#### [Текст страницы]
# # # #

Повторялись такого рода дискуссии будто бы многократно.
Но Клычков и Есенин были так близки между собой в самом для них главном, что эта брань составляла для обоих Сергеев всего лишь потеху.
Когда весть о самоубийстве Есенина долетела до Москвы, Клычков сидел в этом самом ресторане на Тверском бульваре. Он, как был, в одном пиджаке, выбежал на мороз и стал кататься по снегу от отчаяния.
По слухам, «Антоныч» был изрядный буян и обидчикам спуску не давал.
Олеша в 31-м году получил квартиру в Проезде Художественного театра в том же доме, где жил его свояк Багрицкий (они были женаты на родных сестрах), – квартиру, как и у Багрицкого, очень неудобную, рассчитанную на две семьи. Клычков в 33-м году получил отдельную квартиру в Нащокинском переулке (ныне – улица Фурманова) – в том же доме, где получили квартиры Андрей Белый и Булгаков.

# # # #

[Записи из набора для разметки точек]
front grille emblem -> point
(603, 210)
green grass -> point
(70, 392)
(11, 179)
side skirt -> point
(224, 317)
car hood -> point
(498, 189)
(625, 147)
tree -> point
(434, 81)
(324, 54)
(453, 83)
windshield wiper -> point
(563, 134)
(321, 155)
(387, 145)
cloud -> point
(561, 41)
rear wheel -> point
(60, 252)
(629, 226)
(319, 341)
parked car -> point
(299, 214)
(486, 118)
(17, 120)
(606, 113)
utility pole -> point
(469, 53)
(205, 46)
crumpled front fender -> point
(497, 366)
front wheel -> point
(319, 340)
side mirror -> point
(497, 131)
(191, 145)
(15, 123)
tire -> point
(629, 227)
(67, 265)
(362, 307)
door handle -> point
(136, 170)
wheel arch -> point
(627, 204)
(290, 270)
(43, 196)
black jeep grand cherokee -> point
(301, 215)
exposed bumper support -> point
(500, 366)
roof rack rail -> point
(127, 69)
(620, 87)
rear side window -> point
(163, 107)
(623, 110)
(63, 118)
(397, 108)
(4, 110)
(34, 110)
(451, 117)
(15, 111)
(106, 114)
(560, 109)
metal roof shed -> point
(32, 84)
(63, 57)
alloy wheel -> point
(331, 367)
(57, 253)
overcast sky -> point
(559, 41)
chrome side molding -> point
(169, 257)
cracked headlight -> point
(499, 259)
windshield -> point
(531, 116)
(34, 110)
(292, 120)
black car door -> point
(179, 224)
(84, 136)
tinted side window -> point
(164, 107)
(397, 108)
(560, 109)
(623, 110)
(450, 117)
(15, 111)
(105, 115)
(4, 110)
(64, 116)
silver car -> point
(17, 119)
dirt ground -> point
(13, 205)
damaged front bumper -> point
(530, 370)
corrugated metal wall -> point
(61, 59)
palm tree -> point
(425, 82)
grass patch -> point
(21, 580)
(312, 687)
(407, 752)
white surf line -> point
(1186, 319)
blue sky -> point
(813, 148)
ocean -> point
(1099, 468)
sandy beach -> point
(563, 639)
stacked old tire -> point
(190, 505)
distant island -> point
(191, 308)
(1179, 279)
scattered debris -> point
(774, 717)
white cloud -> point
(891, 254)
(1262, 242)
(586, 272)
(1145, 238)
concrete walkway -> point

# # # #

#### [Задание]
Объясните по тексту страницы, почему брань между Клычковым и Есениным была для обоих лишь потехой. Уложитесь в одно–три предложения. Записи никак не связаны с текстом страницы.

#### [Ответ]
Клычков и Есенин были очень близки между собой в самом для них главном. Поэтому их перебранки оставались для обоих Сергеев всего лишь забавой.